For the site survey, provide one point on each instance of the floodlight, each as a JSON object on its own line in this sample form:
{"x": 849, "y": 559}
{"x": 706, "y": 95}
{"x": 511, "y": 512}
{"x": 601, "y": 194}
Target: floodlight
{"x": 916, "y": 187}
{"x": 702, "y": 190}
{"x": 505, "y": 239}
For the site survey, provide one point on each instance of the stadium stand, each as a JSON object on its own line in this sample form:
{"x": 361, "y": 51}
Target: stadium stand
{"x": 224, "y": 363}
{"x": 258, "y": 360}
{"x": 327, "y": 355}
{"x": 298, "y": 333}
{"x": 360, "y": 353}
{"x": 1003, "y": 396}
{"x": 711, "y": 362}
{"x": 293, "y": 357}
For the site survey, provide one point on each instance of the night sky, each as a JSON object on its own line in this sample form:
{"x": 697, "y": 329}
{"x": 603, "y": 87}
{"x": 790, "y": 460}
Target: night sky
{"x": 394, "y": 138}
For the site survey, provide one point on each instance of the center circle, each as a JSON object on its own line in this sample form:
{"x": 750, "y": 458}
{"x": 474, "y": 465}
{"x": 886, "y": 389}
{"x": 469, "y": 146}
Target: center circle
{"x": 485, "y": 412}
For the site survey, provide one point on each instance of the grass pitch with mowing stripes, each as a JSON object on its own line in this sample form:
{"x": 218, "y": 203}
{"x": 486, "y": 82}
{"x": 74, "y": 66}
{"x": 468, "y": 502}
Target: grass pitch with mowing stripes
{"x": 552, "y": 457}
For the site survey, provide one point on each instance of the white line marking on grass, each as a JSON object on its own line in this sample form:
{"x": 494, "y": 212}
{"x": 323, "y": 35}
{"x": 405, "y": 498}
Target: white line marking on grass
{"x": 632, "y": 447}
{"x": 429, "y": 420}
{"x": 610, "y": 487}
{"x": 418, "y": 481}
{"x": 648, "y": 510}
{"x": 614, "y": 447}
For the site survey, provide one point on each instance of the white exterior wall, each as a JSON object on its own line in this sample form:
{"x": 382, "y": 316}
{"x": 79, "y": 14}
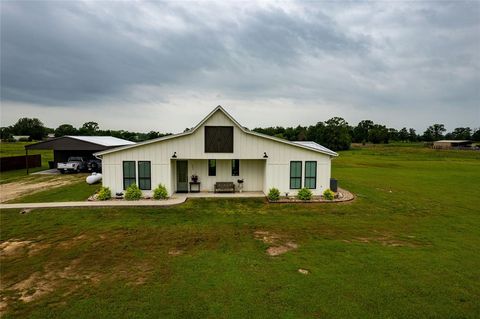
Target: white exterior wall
{"x": 258, "y": 173}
---*---
Work instructions: Your answer must be an exact repeat of all the records, minus the pictures.

Answer for this exercise:
For the site survey, provide one point on each instance of the floodlight, each as a JSON object on its own line in this sample form:
{"x": 849, "y": 559}
{"x": 706, "y": 95}
{"x": 511, "y": 512}
{"x": 601, "y": 194}
Target: floodlight
{"x": 916, "y": 187}
{"x": 702, "y": 190}
{"x": 505, "y": 239}
For the site survey, provide one point on each instance of the stadium stand, each as a JSON object on its own line in this sample form:
{"x": 361, "y": 51}
Target: stadium stand
{"x": 224, "y": 363}
{"x": 258, "y": 360}
{"x": 327, "y": 355}
{"x": 298, "y": 333}
{"x": 360, "y": 353}
{"x": 1003, "y": 396}
{"x": 711, "y": 362}
{"x": 293, "y": 357}
For the site survey, provide one point on each instance of the night sky, each as a JSON object on its own line in this sample form:
{"x": 697, "y": 329}
{"x": 603, "y": 87}
{"x": 790, "y": 460}
Target: night sky
{"x": 394, "y": 138}
For the site survey, provide one point on each instance of the center circle, each as a JSON object on its own line in this sample form:
{"x": 750, "y": 458}
{"x": 474, "y": 465}
{"x": 886, "y": 389}
{"x": 469, "y": 146}
Target: center circle
{"x": 485, "y": 412}
For the site survey, provide one point on each instance of the grass pitch with mowing stripes, each as a JSON object on its own line in this sample form:
{"x": 218, "y": 203}
{"x": 486, "y": 82}
{"x": 74, "y": 66}
{"x": 468, "y": 502}
Target: grass pitch with mowing stripes
{"x": 552, "y": 457}
For the site survey, provide one point on each instance of the white line marking on grass, each as a JSON object on its own line in this sample form:
{"x": 494, "y": 212}
{"x": 323, "y": 35}
{"x": 405, "y": 498}
Target: white line marking on grass
{"x": 632, "y": 447}
{"x": 429, "y": 420}
{"x": 610, "y": 487}
{"x": 418, "y": 481}
{"x": 648, "y": 510}
{"x": 614, "y": 447}
For the site survey, provide one point on each instance of the white exterior wall, each as a JSON object on its own line in this sample form:
{"x": 382, "y": 316}
{"x": 79, "y": 14}
Target: white exterior wall
{"x": 258, "y": 173}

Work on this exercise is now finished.